_What you have to do_: Carry on the interview transcript about the child put at risk by the parents' feeding beliefs, starting after its last line.

*** Excerpted text ***

This child was, well, actually being killed. I don't remember exactly what the dogma was, but the parents knew how to feed the child and the child was losing weight and becoming really at grave risk. And when the child was admitted, as I recall – I wasn't involved personally – the paediatrician must have been extraordinarily good and tactful and they managed to get the child better. And I think I'm remembering rightly, they went home, it went back; they knew the answer and I find actually, I actually find that rather hard to stomach. We, we're all such pragmatic people ourselves it's not difficult for us to understand how a dogma could be wrong.
[Q] Yes. Yes. Yes. Well, I suppose ultimately one would have recourse to the Children Act which would say, you know, that the welfare of the child is paramount, and if you're not feeding your child right it's the equivalent of locking them in a... the cellar and posting coal through the door, isn't it?
Oh, that has been done, I think, had recourse to law.

*** End of Excerpted text ***
*** The data ***

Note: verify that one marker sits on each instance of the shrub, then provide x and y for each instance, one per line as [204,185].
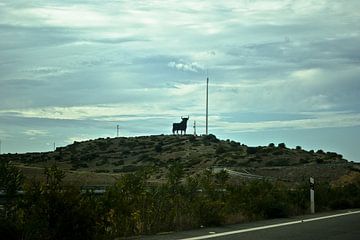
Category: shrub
[320,151]
[158,147]
[220,149]
[281,145]
[118,163]
[210,138]
[251,150]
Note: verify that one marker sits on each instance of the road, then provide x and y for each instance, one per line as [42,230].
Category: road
[343,225]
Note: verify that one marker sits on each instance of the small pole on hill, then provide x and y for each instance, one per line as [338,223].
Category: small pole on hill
[207,100]
[312,194]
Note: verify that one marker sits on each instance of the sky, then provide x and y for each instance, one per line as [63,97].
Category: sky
[279,71]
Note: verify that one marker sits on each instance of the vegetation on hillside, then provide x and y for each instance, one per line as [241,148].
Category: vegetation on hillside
[196,153]
[133,206]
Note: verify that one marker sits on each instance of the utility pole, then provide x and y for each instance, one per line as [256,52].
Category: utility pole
[194,128]
[312,194]
[207,102]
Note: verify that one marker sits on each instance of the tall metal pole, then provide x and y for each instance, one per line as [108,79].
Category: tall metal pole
[312,193]
[207,103]
[194,128]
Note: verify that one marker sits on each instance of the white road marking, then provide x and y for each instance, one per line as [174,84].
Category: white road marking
[269,226]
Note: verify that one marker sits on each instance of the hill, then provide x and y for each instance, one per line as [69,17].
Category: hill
[101,161]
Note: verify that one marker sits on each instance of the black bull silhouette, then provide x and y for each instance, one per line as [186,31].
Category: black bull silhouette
[180,126]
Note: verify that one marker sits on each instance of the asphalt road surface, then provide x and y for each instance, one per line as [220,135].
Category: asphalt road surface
[344,225]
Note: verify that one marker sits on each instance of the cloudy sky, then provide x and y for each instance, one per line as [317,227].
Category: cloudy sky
[280,71]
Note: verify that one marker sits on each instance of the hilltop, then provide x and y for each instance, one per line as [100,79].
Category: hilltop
[101,160]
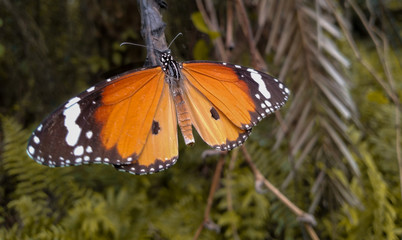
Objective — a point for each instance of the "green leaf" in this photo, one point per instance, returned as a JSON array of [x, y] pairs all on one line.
[[199, 23], [201, 50]]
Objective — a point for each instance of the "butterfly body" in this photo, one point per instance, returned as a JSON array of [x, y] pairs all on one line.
[[130, 120]]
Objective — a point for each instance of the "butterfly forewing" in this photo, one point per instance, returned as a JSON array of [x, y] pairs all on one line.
[[100, 124], [130, 120], [228, 100], [161, 147]]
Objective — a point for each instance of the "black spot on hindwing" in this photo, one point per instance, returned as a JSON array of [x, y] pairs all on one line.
[[214, 113], [155, 127]]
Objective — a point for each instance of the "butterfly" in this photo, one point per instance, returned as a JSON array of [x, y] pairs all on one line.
[[130, 120]]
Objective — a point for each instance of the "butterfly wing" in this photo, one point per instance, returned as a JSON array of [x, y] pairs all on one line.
[[161, 147], [227, 100], [108, 123]]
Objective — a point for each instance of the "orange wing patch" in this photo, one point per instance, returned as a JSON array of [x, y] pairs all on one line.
[[128, 108], [211, 123], [220, 85], [161, 147]]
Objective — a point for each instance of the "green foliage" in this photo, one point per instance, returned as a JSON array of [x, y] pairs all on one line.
[[199, 23], [48, 52]]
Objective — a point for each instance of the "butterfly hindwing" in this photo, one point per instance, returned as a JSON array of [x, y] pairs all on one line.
[[211, 123], [240, 96], [98, 125]]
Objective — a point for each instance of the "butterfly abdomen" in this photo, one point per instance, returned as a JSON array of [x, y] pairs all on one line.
[[183, 115]]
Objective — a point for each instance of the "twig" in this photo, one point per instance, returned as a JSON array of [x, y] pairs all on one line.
[[212, 23], [152, 30], [258, 61], [229, 189], [214, 186], [306, 218]]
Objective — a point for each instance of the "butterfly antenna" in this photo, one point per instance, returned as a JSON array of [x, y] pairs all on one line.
[[179, 34], [134, 44]]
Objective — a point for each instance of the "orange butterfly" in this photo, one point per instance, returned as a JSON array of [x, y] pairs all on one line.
[[130, 120]]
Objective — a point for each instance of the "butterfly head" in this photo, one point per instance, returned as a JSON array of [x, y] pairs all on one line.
[[169, 65]]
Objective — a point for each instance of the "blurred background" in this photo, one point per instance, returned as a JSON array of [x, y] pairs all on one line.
[[334, 150]]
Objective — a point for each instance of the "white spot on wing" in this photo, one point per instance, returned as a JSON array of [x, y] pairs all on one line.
[[36, 140], [72, 101], [89, 134], [90, 89], [31, 150], [88, 149], [73, 130], [79, 150], [262, 88]]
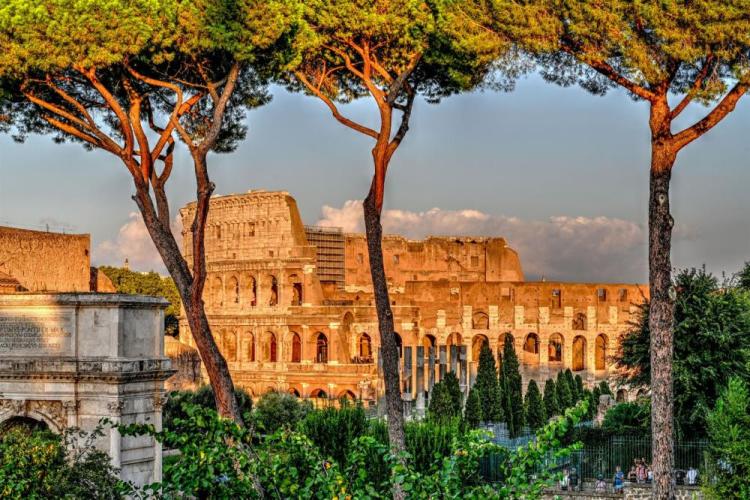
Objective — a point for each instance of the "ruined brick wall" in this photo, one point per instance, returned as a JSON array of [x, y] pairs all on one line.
[[43, 261], [433, 259]]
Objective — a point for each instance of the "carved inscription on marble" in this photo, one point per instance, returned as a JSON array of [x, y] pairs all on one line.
[[36, 332]]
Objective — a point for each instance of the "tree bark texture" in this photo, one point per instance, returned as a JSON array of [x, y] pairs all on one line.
[[661, 314]]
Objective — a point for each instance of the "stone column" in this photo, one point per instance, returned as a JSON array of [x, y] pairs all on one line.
[[115, 440]]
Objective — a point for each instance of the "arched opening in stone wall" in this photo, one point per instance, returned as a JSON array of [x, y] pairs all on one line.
[[622, 396], [555, 349], [230, 346], [217, 292], [365, 348], [321, 349], [296, 285], [531, 349], [24, 423], [319, 394], [249, 346], [579, 353], [476, 345], [296, 348], [252, 290], [348, 395], [579, 321], [269, 347], [428, 341], [234, 290], [600, 354], [480, 321], [274, 291], [454, 339]]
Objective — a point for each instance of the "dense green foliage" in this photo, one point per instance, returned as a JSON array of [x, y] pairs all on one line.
[[334, 430], [487, 386], [729, 433], [151, 283], [510, 380], [37, 464], [473, 409], [631, 417], [220, 460], [275, 410], [445, 401], [177, 401], [551, 406], [564, 394], [536, 414], [712, 344]]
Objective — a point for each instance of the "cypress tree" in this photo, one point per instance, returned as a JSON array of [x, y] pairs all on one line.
[[572, 385], [487, 386], [564, 394], [473, 410], [454, 390], [511, 388], [579, 388], [441, 406], [535, 412], [551, 405]]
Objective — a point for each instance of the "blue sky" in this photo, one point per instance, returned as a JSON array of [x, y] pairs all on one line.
[[562, 174]]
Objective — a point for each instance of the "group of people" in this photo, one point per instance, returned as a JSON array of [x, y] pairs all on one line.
[[640, 473]]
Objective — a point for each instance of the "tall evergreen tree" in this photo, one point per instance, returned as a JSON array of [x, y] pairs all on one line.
[[534, 407], [511, 388], [564, 395], [442, 406], [473, 410], [487, 386], [572, 385], [454, 390], [580, 390], [551, 406]]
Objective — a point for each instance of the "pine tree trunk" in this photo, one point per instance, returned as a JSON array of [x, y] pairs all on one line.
[[661, 313], [192, 302], [389, 351]]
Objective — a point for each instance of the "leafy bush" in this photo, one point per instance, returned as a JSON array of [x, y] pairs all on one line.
[[175, 408], [729, 432], [333, 430], [39, 464], [275, 410], [626, 418], [218, 461]]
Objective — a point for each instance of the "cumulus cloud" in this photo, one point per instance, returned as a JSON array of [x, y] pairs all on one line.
[[595, 249], [133, 243]]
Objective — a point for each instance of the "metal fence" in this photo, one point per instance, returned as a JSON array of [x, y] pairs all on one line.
[[603, 457]]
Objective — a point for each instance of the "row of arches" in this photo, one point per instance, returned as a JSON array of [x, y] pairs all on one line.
[[268, 347], [481, 321], [245, 292], [531, 350]]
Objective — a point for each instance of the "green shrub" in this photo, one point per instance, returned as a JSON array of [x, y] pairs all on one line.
[[204, 397], [36, 464], [275, 410], [333, 430], [729, 434]]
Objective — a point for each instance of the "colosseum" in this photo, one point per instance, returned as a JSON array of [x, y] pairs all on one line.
[[292, 306]]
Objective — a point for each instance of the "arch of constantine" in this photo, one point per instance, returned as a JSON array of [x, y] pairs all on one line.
[[292, 306]]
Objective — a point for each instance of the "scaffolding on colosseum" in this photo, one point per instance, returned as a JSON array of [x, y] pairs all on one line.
[[329, 242]]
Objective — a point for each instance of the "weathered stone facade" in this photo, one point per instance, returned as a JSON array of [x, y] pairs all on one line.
[[69, 360], [42, 261], [298, 317]]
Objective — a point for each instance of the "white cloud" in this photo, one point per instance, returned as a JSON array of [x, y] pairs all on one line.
[[134, 243], [596, 249]]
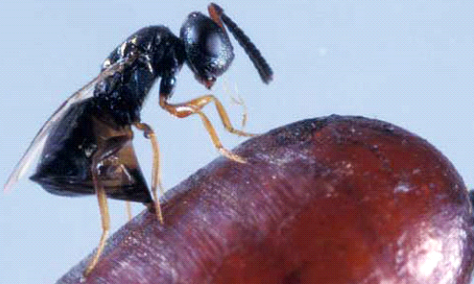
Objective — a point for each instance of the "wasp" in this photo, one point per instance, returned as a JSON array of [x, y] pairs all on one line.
[[86, 146]]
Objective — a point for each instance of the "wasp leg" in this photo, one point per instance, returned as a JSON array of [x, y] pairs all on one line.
[[181, 110], [128, 210], [194, 107], [156, 173], [108, 149]]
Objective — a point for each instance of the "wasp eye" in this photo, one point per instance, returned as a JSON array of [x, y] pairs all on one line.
[[208, 49]]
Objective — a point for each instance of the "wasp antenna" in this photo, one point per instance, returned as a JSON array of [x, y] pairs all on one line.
[[252, 51]]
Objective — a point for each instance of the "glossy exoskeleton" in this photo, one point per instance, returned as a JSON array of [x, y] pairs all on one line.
[[86, 146]]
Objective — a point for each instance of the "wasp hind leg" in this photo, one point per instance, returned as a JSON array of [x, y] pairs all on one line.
[[194, 107], [108, 149]]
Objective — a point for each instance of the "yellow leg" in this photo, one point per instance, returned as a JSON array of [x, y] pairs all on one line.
[[105, 218], [128, 210], [185, 109], [156, 172], [194, 107]]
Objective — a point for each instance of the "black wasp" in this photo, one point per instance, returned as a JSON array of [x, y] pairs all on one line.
[[86, 145]]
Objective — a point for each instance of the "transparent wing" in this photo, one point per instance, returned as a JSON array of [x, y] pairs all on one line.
[[39, 141]]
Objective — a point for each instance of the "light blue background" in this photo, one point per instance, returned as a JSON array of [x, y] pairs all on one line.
[[407, 62]]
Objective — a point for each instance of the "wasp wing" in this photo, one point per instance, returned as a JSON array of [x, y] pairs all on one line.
[[39, 141]]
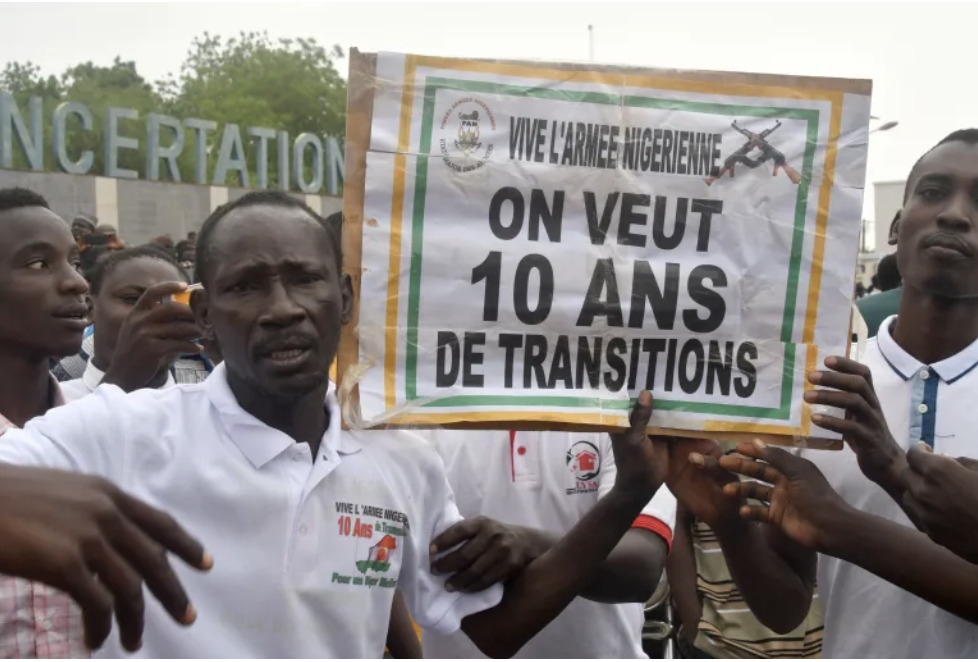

*** End of The data ***

_Written answer_:
[Q] Yes, which is again a horrible thing to have to do. And one wonders where that dogma came from. It would be interesting to know why suddenly... I mean, because you need to work with the parents in some way, don't you, if you're allowed to but...
If you're allowed to. It's really strange that, how people, people – everyone says people are irrational but, in fact, it's kind of a despairing need for some rational basis. I heard, again a rather harrowing really, thing on the radio a year or two ago where a child had the most terrible eczema, which, as you know, infantile eczema can be trivial, it can be a really awful, awful strain on parents and the child, can't it? And she was gone on herbal things and we know there is some Chinese thing which is relevant to this so it's not way out, but it's a bit out. And the child got worse and worse and worse and she finally accepted the need to go to a Great Ormond Street or some where dermatologist who explained to her that the fears about steroids were valid, but they were now unfounded because we now know how much steroid will stop a child growing, how much will not and how to use it, how intermittently to use it. I don't know exactly how you'd treat it but, you know, a dermatologist does know actually and the child got magically better. And this poor woman expressed her terrible guilt that this thing she had fixed in her head turned out not to be right and the Western medicine, in this case, was right.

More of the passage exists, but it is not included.